◆ YOUR TASK:
Give the lines below, from the start through the line containing "negative clicks: (321, 243) (99, 262)", as a JSON list of strings with one string per line. Skip blank lines and leave out the pictures.

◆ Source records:
☆ ☆ ☆
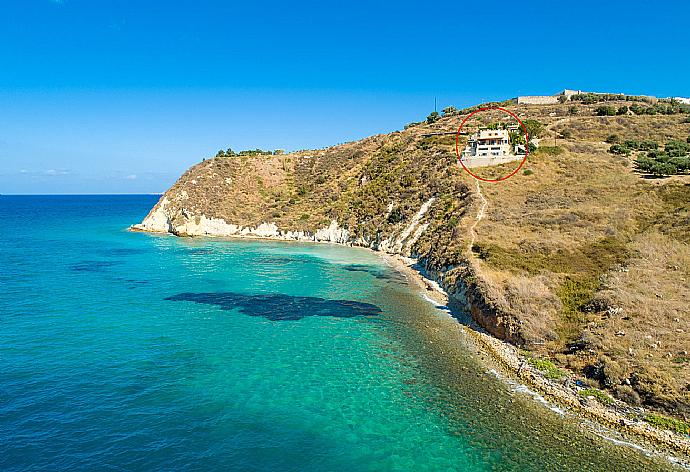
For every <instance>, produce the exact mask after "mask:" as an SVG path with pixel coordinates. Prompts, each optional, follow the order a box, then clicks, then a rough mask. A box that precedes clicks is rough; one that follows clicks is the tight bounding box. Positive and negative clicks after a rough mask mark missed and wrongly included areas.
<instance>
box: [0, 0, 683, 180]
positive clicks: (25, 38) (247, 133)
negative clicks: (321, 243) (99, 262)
mask: <svg viewBox="0 0 690 472" xmlns="http://www.w3.org/2000/svg"><path fill="white" fill-rule="evenodd" d="M688 3H689V2H684V1H678V2H669V1H667V2H638V1H620V2H619V1H608V2H602V1H597V2H589V1H578V2H562V3H558V2H541V1H525V2H516V1H514V0H513V1H510V2H501V1H493V2H478V1H472V2H465V1H461V0H455V1H452V2H442V1H437V2H424V3H422V2H406V1H396V2H356V1H330V2H329V1H323V0H322V1H302V2H285V1H283V2H274V1H263V2H261V1H256V0H254V1H244V2H231V1H204V0H196V1H188V0H176V1H174V2H170V1H124V0H121V1H113V0H61V1H57V0H17V1H5V0H0V193H137V192H160V191H163V190H165V189H166V188H167V187H168V186H170V185H171V184H172V183H173V182H174V180H175V178H176V177H177V176H178V175H179V174H180V173H181V172H183V171H184V170H185V169H186V168H187V167H189V166H190V165H191V164H193V163H195V162H198V161H199V160H201V159H202V158H203V157H208V156H211V155H213V154H215V152H216V151H217V150H218V149H219V148H221V147H222V148H225V147H228V146H230V147H232V148H233V149H236V150H239V149H247V148H256V147H260V148H265V149H276V148H281V149H288V150H293V149H303V148H315V147H323V146H327V145H330V144H335V143H339V142H344V141H349V140H353V139H358V138H362V137H365V136H368V135H371V134H375V133H382V132H388V131H392V130H395V129H400V128H402V126H403V125H404V124H405V123H407V122H410V121H416V120H419V119H422V118H424V117H425V116H426V115H427V114H428V113H429V112H430V111H432V110H433V104H434V97H436V98H437V99H438V104H439V108H442V107H444V106H447V105H455V106H457V107H462V106H466V105H471V104H475V103H477V102H479V101H488V100H499V99H504V98H509V97H514V96H516V95H518V94H544V93H548V94H550V93H555V92H556V91H558V90H560V89H563V88H564V87H567V88H577V89H583V90H593V91H611V92H626V93H632V94H637V93H639V94H650V95H657V96H689V95H690V79H689V77H690V60H688V51H690V39H689V38H690V35H689V34H688V33H687V31H688V27H687V19H688V18H689V17H690V6H688ZM491 24H493V25H494V26H492V27H488V26H487V25H491ZM487 52H488V53H489V54H487ZM475 53H477V54H481V57H486V56H488V55H490V56H493V57H498V58H501V62H500V66H499V67H496V68H492V70H495V71H497V72H496V73H478V72H477V67H476V65H475V64H474V61H475V56H474V54H475Z"/></svg>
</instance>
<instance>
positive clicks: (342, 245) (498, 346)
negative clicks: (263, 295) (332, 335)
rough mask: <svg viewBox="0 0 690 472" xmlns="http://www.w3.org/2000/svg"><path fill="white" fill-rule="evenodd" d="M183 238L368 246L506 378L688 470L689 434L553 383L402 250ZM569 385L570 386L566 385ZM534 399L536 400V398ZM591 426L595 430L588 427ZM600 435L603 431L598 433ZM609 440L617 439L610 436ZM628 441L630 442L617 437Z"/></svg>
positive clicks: (286, 239)
mask: <svg viewBox="0 0 690 472" xmlns="http://www.w3.org/2000/svg"><path fill="white" fill-rule="evenodd" d="M128 231H131V232H143V233H151V234H161V235H168V236H176V237H180V236H177V235H174V234H172V233H170V232H166V231H151V230H147V229H143V228H141V227H137V226H135V225H132V226H130V227H129V228H128ZM186 237H192V238H193V237H204V238H211V239H228V240H231V239H238V240H254V241H257V240H258V241H275V242H292V243H318V244H332V245H338V246H346V247H350V248H360V249H366V250H369V251H371V252H373V253H375V254H376V255H378V256H379V257H380V258H381V259H382V260H383V261H384V262H385V263H386V264H388V265H389V266H390V267H391V268H392V269H393V270H396V271H398V272H399V273H401V274H403V275H404V276H405V277H406V279H407V280H408V281H410V283H412V284H413V285H416V286H417V288H418V289H419V293H420V295H422V296H423V297H424V298H427V301H429V302H433V303H434V304H436V305H438V306H439V307H445V308H446V309H447V310H448V315H449V316H451V317H453V318H454V319H455V320H456V322H457V323H458V325H459V326H460V328H461V329H462V330H463V331H464V333H465V334H466V335H467V338H468V339H470V340H471V342H472V344H473V345H474V347H475V348H476V349H477V350H478V351H480V352H482V353H484V354H486V355H488V356H489V358H490V359H491V360H492V361H493V362H494V363H495V364H496V365H497V366H498V367H499V368H500V369H501V370H502V372H501V374H503V376H505V378H503V380H504V381H505V382H507V381H508V380H511V381H513V382H518V383H519V384H520V385H524V386H525V387H527V388H528V389H531V390H532V391H533V393H536V394H537V395H539V396H541V397H542V398H543V399H544V400H545V401H546V402H548V403H550V404H552V405H555V406H557V407H560V408H564V409H566V411H568V412H570V413H572V414H574V415H575V416H576V417H577V418H578V419H579V420H582V421H590V422H593V423H594V424H595V425H597V426H600V427H604V428H606V429H608V430H611V431H614V432H616V433H618V434H621V435H622V436H623V438H625V439H626V440H629V442H630V444H628V447H637V448H642V449H645V450H646V448H645V447H644V445H645V444H646V445H647V446H655V447H657V448H659V449H661V450H658V451H652V452H653V453H656V454H660V455H663V453H667V454H679V455H681V456H680V457H677V456H671V457H672V458H673V460H671V458H668V459H669V462H671V463H674V464H677V465H681V466H684V467H686V468H690V437H688V438H683V437H682V436H680V435H678V434H676V433H673V432H671V431H668V430H665V429H661V428H657V427H655V426H653V425H651V424H649V423H647V422H645V421H642V420H641V419H635V418H631V417H630V416H629V415H626V414H625V413H624V412H623V411H622V410H624V409H629V410H630V412H631V411H632V407H627V406H624V405H625V404H623V403H622V402H620V401H618V400H614V405H613V406H604V405H602V404H600V403H599V402H597V401H596V400H595V399H593V398H585V397H583V396H581V395H579V394H578V389H577V388H574V387H573V386H572V385H570V384H573V383H574V382H573V379H572V377H573V376H572V373H571V372H569V371H566V373H567V375H566V377H565V380H564V381H563V383H559V382H556V381H552V380H549V379H547V378H546V376H545V375H544V374H543V373H542V372H541V371H539V370H537V369H536V368H534V367H532V366H531V365H529V363H528V362H527V359H526V357H525V356H523V355H521V354H520V353H519V350H518V348H517V347H515V346H513V345H512V344H510V343H508V342H506V341H502V340H500V339H499V338H496V337H494V336H492V335H490V334H488V333H486V332H485V331H484V330H483V329H482V328H481V327H479V326H478V325H477V324H476V323H473V322H470V323H468V324H465V323H463V322H462V321H460V319H459V318H458V317H457V316H456V315H457V314H458V313H457V312H454V310H453V309H452V308H451V305H452V303H450V302H451V301H452V298H453V297H451V296H450V295H449V294H448V293H447V292H446V291H445V290H444V289H443V288H442V287H441V285H440V284H439V283H438V282H437V281H436V280H434V279H433V278H431V277H429V276H427V275H426V274H424V273H423V272H422V270H421V269H420V268H418V267H415V266H416V265H417V264H418V261H417V260H416V259H413V258H410V257H405V256H402V255H400V254H395V253H389V252H385V251H380V250H376V249H372V248H371V247H367V246H362V245H356V244H344V243H339V242H333V241H319V240H298V239H292V238H282V237H274V236H258V235H244V234H230V235H223V236H220V235H199V236H186ZM566 384H568V385H566ZM535 401H536V398H535ZM547 406H548V405H547ZM592 429H594V428H592ZM600 436H601V434H600ZM602 437H604V438H605V439H607V440H612V441H619V440H617V439H613V438H607V437H605V436H602ZM619 442H622V443H627V442H628V441H619Z"/></svg>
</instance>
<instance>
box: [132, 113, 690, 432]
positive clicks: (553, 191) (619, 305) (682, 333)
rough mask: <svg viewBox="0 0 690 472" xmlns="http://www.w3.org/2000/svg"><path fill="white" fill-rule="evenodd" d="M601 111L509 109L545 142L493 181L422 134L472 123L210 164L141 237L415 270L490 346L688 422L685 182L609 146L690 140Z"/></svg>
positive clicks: (689, 131) (688, 290) (687, 262)
mask: <svg viewBox="0 0 690 472" xmlns="http://www.w3.org/2000/svg"><path fill="white" fill-rule="evenodd" d="M610 105H611V106H616V107H622V106H635V105H636V103H633V102H625V101H619V102H615V101H614V102H610ZM598 106H599V105H597V104H596V103H593V104H585V103H577V104H575V105H573V104H572V103H565V104H556V105H544V106H538V105H530V106H524V105H520V106H519V107H518V106H516V105H514V104H507V105H505V107H506V108H507V109H509V110H510V111H512V112H514V113H516V114H517V115H518V116H519V117H520V118H521V119H522V120H523V121H524V120H526V119H533V120H537V121H539V122H540V123H542V124H543V125H544V127H545V128H544V130H543V131H542V132H541V136H540V138H539V141H540V143H539V144H540V147H539V149H538V150H537V151H536V152H533V153H531V154H530V155H529V157H528V159H527V162H526V164H525V165H524V167H523V168H522V169H521V170H520V172H519V173H518V174H516V175H515V176H513V177H512V178H510V179H508V180H505V181H502V182H497V183H481V184H478V181H476V180H475V179H473V178H472V177H471V176H469V175H468V174H467V173H465V172H464V170H463V169H462V168H461V167H460V166H459V165H458V164H457V160H456V154H455V136H454V135H453V134H449V135H433V136H424V135H425V134H428V133H441V132H451V131H455V130H457V128H458V126H459V125H460V123H461V122H462V119H463V118H464V116H466V113H464V112H465V111H463V113H464V114H463V113H449V114H447V115H446V116H443V117H441V118H440V119H438V120H437V121H435V122H433V123H429V124H428V123H421V124H417V125H414V126H410V127H408V128H407V129H405V130H403V131H396V132H393V133H390V134H386V135H378V136H373V137H370V138H366V139H363V140H361V141H357V142H352V143H347V144H343V145H339V146H334V147H329V148H326V149H321V150H314V151H300V152H295V153H289V154H281V155H256V156H241V157H240V156H233V157H217V158H211V159H206V160H205V161H203V162H201V163H199V164H197V165H195V166H193V167H192V168H191V169H189V170H188V171H187V172H185V174H184V175H182V176H181V177H180V179H179V180H178V182H176V183H175V185H173V187H172V188H171V189H170V190H168V191H167V192H166V193H165V195H164V196H163V197H162V198H161V201H160V202H159V203H158V204H157V205H156V207H155V208H154V209H153V210H152V211H151V213H150V214H149V216H148V217H147V218H146V219H145V220H144V222H143V223H142V225H138V229H142V230H147V231H169V232H171V233H174V234H176V235H179V236H194V235H203V234H210V235H219V236H228V235H245V236H258V237H281V238H285V239H302V240H321V241H333V242H339V243H346V244H354V245H360V246H367V247H371V248H373V249H378V250H382V251H386V252H391V253H398V254H402V255H408V256H413V257H416V258H418V259H419V260H420V264H421V265H422V266H423V267H424V268H425V269H426V270H427V271H428V272H429V273H430V274H431V275H432V276H434V277H435V278H437V279H438V280H439V281H440V282H441V283H442V285H443V286H444V287H445V288H446V289H447V291H448V292H449V294H450V295H451V297H454V298H456V299H458V300H459V301H464V300H467V301H468V302H469V303H470V306H471V308H472V316H473V318H474V320H475V321H476V322H477V323H479V324H480V325H481V326H482V327H484V328H485V329H486V330H487V331H488V332H490V333H492V334H493V335H495V336H497V337H499V338H501V339H504V340H507V341H509V342H511V343H513V344H516V345H518V346H520V347H522V348H523V349H525V350H526V351H528V353H529V356H533V357H534V358H537V359H545V360H546V359H548V360H549V361H551V362H554V363H555V364H557V365H559V366H561V367H564V368H568V369H570V370H572V371H574V372H576V373H578V374H580V375H581V376H582V379H583V381H584V382H585V383H587V384H590V385H591V386H593V387H596V388H601V389H604V390H606V391H607V392H608V393H609V394H611V395H613V396H615V397H616V398H619V399H621V400H623V401H626V402H628V403H630V404H631V405H644V406H645V407H650V408H653V409H657V410H660V411H663V412H665V413H666V414H670V415H674V416H676V417H681V418H685V419H686V420H687V419H690V355H689V354H688V352H687V350H688V349H689V348H690V314H689V313H688V302H687V300H688V299H689V298H690V283H689V282H688V280H689V279H690V246H689V245H688V243H690V213H689V212H690V176H688V175H677V176H673V177H667V178H652V176H649V175H644V174H641V173H640V172H639V171H637V170H636V166H635V165H634V158H635V153H632V154H630V155H626V154H614V153H611V152H609V149H610V147H611V145H610V144H609V143H606V142H605V141H606V140H607V139H608V140H609V141H612V140H613V139H612V138H611V135H616V140H617V141H620V142H623V141H625V140H638V141H640V140H653V141H656V142H658V143H664V142H666V141H668V140H669V139H676V140H681V141H683V142H685V140H686V139H687V138H688V135H689V134H690V124H688V123H686V122H685V121H686V120H685V118H686V117H687V116H688V115H685V114H669V115H663V114H655V115H631V114H623V115H620V116H596V110H597V107H598ZM573 107H575V108H573ZM483 119H486V120H488V121H491V120H493V119H497V118H495V117H483ZM533 138H536V136H533ZM512 168H514V165H511V164H505V165H504V166H497V167H493V168H484V169H481V170H479V171H478V172H480V174H481V175H483V176H485V177H492V176H493V177H497V176H499V175H505V174H506V173H508V172H509V171H507V169H512ZM480 209H481V210H483V212H481V213H480ZM478 214H481V215H482V217H481V218H480V219H478V218H477V216H478Z"/></svg>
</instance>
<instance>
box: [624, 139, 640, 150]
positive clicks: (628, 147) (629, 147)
mask: <svg viewBox="0 0 690 472" xmlns="http://www.w3.org/2000/svg"><path fill="white" fill-rule="evenodd" d="M623 146H625V147H627V148H628V149H630V150H632V151H637V150H638V149H640V143H639V142H637V141H635V140H634V139H627V140H626V141H625V142H623Z"/></svg>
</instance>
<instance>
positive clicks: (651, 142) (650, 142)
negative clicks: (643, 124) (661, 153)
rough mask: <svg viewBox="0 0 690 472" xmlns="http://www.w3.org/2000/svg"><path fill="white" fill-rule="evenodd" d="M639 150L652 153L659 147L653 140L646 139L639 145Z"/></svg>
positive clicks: (639, 144)
mask: <svg viewBox="0 0 690 472" xmlns="http://www.w3.org/2000/svg"><path fill="white" fill-rule="evenodd" d="M637 149H638V150H640V151H651V150H653V149H659V145H658V144H657V143H656V142H655V141H652V140H651V139H646V140H644V141H641V142H640V143H639V144H638V146H637Z"/></svg>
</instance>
☆ ☆ ☆
◆ SOLUTION:
[
  "For every <instance>, produce the exact mask after \"mask:\" as an SVG path with pixel coordinates. Prompts, each optional, follow the order a box, then clicks, then a rough mask. A box that precedes clicks is rough; one that follows clicks is the tight bounding box. Positive and negative clicks after a rough mask mark missed and wrongly included areas.",
  "<instance>",
  "box: [0, 0, 683, 180]",
  "positive clicks: (25, 38) (247, 133)",
  "negative clicks: (321, 243) (99, 262)"
]